Data section —
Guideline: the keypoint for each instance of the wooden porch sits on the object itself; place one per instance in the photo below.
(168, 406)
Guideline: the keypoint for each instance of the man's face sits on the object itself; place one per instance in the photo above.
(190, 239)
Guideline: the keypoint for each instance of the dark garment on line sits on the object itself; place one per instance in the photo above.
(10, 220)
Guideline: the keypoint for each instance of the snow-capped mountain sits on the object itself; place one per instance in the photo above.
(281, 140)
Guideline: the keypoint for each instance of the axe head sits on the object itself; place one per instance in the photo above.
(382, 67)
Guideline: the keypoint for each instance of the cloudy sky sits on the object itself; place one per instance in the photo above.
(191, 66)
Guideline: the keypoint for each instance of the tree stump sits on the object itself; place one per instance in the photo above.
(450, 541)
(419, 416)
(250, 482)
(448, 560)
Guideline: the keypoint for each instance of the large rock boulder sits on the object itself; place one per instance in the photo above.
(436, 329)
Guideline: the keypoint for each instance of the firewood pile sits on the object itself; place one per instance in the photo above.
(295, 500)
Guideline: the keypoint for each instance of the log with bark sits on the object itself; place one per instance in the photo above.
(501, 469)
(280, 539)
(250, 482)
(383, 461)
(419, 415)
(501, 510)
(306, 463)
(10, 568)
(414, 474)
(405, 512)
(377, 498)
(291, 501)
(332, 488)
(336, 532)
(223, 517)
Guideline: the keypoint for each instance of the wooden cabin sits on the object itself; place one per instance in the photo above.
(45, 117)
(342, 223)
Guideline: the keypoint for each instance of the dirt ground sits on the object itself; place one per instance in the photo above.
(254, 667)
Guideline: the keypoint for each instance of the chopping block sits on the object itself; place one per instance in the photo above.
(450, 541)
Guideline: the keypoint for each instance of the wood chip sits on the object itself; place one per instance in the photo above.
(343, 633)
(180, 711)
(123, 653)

--

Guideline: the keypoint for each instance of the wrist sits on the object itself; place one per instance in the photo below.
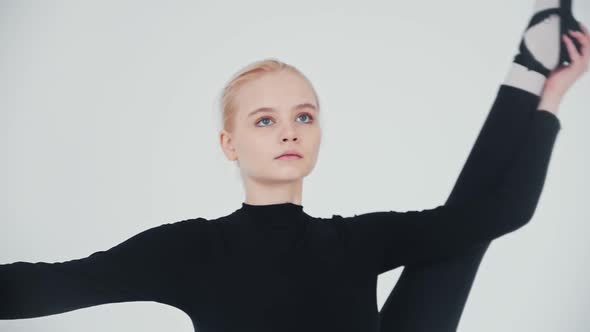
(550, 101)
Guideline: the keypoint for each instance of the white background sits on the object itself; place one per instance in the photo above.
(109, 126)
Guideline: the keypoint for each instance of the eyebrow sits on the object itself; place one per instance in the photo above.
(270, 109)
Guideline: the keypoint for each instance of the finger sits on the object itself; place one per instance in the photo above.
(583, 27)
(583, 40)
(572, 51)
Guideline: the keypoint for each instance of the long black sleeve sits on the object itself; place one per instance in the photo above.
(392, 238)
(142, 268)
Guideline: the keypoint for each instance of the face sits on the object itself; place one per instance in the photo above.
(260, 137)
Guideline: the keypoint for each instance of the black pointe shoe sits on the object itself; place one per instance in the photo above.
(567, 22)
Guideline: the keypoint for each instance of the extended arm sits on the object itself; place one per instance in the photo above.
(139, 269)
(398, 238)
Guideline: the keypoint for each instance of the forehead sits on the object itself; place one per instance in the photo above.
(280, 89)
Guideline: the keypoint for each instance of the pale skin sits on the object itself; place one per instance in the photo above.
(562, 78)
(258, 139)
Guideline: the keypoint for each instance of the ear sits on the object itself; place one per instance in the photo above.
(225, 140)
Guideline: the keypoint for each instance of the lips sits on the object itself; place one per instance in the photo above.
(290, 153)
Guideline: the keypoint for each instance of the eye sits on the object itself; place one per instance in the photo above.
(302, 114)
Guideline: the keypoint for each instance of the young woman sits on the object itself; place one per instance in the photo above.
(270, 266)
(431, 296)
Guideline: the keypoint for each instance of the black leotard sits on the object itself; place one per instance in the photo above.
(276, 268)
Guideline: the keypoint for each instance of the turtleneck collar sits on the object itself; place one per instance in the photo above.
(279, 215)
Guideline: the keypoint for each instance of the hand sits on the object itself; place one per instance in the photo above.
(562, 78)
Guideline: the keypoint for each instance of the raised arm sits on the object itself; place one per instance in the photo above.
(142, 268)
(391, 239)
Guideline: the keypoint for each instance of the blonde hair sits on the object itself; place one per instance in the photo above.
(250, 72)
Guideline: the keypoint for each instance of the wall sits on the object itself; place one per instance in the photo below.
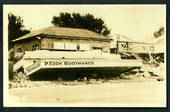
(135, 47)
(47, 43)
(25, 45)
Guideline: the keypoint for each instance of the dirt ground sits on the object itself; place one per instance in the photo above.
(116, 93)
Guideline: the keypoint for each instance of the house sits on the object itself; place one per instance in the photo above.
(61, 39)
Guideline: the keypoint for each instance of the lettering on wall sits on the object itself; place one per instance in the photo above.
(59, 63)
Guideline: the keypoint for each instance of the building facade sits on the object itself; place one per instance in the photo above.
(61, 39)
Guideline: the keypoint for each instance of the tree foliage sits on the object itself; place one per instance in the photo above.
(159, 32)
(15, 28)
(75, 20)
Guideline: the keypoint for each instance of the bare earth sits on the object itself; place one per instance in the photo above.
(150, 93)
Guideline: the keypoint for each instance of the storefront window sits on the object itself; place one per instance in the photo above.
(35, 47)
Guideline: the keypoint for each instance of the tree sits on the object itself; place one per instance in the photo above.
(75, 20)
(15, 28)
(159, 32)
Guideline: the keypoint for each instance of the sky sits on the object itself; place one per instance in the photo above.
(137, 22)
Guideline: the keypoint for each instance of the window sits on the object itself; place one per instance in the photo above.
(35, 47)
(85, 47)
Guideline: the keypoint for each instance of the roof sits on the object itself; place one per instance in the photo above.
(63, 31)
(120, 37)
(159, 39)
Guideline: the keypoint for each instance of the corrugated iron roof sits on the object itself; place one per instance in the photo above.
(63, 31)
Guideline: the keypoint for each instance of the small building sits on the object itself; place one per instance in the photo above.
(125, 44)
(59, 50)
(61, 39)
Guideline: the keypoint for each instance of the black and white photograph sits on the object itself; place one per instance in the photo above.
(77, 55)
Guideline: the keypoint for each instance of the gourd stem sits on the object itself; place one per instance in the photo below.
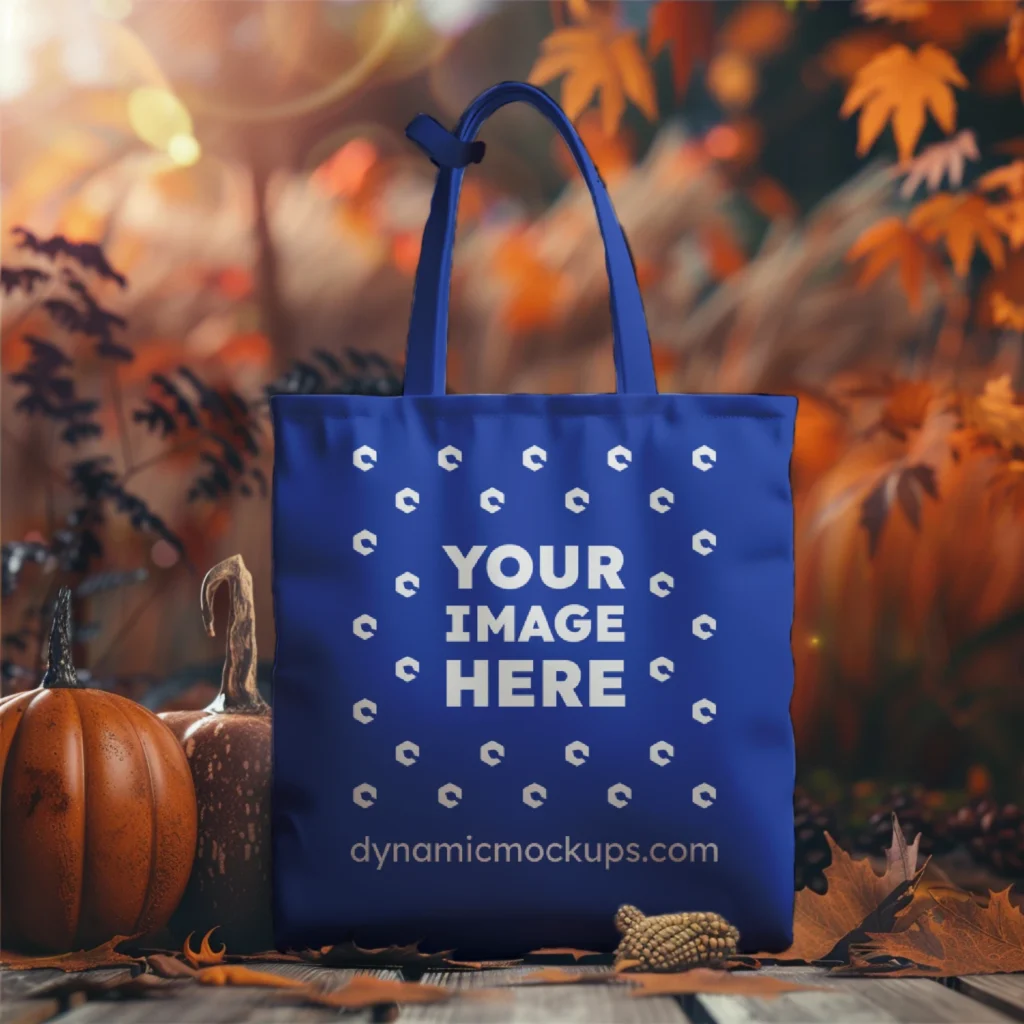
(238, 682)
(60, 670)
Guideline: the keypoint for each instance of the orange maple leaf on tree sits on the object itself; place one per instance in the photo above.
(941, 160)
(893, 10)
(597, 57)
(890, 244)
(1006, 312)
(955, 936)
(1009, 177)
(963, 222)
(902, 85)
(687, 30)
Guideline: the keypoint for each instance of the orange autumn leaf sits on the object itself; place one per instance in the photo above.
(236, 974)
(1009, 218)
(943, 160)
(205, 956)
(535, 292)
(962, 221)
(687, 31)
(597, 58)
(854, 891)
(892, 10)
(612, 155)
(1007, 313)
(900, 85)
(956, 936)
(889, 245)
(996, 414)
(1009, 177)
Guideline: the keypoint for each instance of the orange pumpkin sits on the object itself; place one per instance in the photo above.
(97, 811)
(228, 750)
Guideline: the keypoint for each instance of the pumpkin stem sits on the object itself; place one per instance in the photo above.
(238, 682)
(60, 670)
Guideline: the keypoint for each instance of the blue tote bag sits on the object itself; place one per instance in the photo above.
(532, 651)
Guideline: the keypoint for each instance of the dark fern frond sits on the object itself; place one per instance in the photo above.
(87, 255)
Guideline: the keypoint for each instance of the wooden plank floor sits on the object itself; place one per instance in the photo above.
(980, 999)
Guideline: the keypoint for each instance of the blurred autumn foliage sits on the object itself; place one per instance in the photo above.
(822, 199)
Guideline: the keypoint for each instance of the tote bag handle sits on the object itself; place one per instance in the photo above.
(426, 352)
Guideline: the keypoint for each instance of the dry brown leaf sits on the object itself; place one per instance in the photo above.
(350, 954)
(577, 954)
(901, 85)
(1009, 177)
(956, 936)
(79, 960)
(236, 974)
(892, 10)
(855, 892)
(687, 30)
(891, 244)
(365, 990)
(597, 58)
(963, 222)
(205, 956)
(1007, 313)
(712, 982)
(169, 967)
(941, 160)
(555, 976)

What you will do — Display every line of the records above that contains the string "pumpkin". Case is significant.

Output for this task —
Guideline: the keypoint for each instance of the orange pumpkin sits on the object itself; place one per instance in the photo above.
Guideline: the keypoint for each instance of the pumpkin stem sits on the object itself; place one per instance in the photo above.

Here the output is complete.